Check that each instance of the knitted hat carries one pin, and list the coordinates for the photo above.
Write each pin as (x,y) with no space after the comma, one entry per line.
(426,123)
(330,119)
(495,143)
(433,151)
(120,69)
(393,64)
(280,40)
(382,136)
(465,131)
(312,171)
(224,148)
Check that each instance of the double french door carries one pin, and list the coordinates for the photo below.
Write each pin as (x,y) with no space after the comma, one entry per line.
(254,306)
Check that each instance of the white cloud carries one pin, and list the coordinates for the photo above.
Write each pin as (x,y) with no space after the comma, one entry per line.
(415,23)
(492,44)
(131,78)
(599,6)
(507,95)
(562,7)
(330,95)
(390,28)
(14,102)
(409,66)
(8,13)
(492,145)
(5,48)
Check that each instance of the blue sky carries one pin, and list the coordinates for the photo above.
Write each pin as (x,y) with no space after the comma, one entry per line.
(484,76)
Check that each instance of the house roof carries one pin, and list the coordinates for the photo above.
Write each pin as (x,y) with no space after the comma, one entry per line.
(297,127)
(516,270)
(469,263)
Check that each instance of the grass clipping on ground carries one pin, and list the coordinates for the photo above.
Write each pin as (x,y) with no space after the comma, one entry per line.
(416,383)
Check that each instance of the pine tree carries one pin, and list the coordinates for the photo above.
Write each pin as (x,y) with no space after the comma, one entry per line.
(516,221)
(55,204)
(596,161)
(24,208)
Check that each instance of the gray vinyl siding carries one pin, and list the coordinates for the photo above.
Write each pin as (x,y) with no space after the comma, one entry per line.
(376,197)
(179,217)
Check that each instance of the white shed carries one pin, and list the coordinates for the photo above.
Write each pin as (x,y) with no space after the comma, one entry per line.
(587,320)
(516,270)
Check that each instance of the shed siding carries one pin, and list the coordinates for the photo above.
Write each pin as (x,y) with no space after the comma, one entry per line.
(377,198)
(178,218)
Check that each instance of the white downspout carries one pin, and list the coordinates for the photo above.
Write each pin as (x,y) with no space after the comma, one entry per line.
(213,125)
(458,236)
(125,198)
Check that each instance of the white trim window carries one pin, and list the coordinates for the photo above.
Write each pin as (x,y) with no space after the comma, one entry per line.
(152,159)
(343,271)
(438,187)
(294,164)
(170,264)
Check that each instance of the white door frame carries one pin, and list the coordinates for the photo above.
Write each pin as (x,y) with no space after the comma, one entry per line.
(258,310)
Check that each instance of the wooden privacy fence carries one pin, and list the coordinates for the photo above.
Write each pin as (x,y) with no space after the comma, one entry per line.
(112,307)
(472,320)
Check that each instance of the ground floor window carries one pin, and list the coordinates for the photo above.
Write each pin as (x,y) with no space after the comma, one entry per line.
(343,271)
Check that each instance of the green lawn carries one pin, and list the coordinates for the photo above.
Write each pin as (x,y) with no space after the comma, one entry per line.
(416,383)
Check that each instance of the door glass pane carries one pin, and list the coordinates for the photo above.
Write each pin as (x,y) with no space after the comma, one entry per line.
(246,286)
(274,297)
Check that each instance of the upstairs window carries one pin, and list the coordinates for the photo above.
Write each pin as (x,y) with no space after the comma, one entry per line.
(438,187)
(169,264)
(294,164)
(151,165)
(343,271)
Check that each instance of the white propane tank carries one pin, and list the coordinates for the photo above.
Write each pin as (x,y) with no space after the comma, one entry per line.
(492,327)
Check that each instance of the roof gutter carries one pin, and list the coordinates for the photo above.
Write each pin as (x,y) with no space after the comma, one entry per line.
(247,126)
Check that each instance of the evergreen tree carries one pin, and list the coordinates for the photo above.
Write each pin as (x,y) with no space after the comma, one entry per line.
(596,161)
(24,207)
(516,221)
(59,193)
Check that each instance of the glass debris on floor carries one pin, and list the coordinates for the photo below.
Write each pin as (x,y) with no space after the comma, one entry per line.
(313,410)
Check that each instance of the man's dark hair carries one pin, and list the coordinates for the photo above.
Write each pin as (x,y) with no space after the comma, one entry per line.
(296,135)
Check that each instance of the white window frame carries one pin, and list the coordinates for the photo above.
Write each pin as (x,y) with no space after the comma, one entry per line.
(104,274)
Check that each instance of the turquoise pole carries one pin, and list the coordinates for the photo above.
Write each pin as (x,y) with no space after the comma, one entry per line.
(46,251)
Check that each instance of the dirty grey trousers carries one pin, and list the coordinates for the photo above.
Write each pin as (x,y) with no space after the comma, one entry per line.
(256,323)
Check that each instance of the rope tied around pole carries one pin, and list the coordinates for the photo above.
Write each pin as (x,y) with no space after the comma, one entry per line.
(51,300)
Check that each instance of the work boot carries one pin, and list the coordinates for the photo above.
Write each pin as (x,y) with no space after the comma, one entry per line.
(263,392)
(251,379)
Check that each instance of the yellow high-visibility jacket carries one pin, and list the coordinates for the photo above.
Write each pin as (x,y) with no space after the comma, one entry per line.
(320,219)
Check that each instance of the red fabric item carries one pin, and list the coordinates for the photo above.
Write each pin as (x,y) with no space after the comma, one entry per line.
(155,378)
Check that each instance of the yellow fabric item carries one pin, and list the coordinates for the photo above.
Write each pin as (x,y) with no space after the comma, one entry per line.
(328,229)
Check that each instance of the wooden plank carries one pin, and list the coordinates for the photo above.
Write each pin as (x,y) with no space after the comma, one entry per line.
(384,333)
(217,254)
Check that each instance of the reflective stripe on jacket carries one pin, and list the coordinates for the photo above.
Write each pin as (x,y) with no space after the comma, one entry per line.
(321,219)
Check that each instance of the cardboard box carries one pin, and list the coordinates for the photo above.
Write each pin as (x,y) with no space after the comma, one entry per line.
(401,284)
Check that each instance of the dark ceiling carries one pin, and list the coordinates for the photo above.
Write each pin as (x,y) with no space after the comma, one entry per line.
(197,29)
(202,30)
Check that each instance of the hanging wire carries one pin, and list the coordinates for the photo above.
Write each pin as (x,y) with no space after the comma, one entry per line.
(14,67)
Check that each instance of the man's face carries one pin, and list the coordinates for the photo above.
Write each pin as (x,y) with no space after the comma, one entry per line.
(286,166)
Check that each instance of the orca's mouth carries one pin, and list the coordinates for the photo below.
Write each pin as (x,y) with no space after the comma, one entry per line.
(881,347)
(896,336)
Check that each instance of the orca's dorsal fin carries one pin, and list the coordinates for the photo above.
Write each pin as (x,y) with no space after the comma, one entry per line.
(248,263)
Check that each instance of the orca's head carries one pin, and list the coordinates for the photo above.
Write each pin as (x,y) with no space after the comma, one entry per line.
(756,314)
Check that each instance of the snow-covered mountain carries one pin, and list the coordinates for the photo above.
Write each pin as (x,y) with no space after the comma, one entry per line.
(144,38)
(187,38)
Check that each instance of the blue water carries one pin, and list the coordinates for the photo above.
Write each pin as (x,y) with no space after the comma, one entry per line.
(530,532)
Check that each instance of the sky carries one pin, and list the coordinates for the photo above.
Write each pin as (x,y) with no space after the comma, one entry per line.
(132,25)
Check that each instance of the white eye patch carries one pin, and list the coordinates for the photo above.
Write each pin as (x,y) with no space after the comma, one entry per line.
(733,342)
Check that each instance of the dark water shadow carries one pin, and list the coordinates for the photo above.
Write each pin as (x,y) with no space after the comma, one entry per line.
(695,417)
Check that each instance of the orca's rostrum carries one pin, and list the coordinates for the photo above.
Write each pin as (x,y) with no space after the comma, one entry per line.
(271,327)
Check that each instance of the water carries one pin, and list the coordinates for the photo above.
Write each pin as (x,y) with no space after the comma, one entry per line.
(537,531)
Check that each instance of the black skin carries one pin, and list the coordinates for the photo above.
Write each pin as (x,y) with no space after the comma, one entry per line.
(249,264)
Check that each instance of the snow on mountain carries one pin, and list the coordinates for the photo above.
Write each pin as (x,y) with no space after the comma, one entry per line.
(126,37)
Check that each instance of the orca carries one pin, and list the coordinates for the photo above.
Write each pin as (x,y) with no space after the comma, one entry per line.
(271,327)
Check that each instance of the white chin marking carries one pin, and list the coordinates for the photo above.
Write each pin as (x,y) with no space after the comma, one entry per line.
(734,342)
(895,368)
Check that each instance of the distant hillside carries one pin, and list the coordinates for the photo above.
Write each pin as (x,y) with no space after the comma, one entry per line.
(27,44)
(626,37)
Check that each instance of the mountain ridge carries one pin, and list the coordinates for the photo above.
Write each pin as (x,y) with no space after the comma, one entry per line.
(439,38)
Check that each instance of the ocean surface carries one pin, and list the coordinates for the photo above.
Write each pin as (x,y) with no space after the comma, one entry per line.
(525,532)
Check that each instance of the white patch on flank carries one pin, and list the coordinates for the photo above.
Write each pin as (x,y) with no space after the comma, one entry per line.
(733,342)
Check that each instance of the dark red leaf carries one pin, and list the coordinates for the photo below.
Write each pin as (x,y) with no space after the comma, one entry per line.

STATED TASK: Every line from the one containing "Check that each instance of the orca's rostrum" through the end of the data must be repeated exactly, and no other line.

ANSWER TO THE EXERCISE:
Check that each instance of the orca's rostrum carries one pin, and list the coordinates for the photo above.
Write each pin as (x,y) with no space after the comma, one entry per line.
(271,327)
Check that each instance of the water carries one pin, and list the coordinates for the photo above.
Write each pin as (x,y) with no space after the comma, one entry per line.
(537,531)
Check that each instance of the black skin carries one pin, and list the coordinates for the photo above.
Write each pin as (x,y) with no space after the comma, one entry per line.
(249,264)
Check that each instance of the snow on mountain carries one pin, and list the coordinates for the photo above.
Write each pin as (x,y) with no space after the comma, one entry per line.
(126,37)
Check that each instance of the orca carries one pin, and list the coordinates for the photo above.
Write each pin as (x,y) with no space after the comma, one entry per line.
(271,327)
Check that each instance of the white chin marking carries one pin, and list the coordinates for the photo above.
Write each pin as (x,y) with no space after the comma, one entry per line.
(734,342)
(895,368)
Check that each instance of the distant hillside carries one pin, and list the coordinates for the photo above.
Write each pin as (x,y) with no space after the comma, one entry per line.
(27,44)
(626,37)
Check that each instance of the mountain ridge carries one pin, and list the coordinates for the photo above.
Write each pin as (x,y) with no space after the comma, one entry per line.
(439,38)
Check that each instance of the ocean surface carries one pin, and list the coordinates for the photo above.
Write each pin as (x,y) with no space after the comma, one entry per line.
(525,532)
Check that each instance of the white patch on flank carries one pin, and list the coordinates for the photo above.
Write each pin as (x,y) with no space after the comma, one entry per line.
(733,342)
Check that each instance of the dark red leaf carries one pin, and list the coordinates for the photo below.
Write each pin as (x,y) with no space after the comma, one entry per line.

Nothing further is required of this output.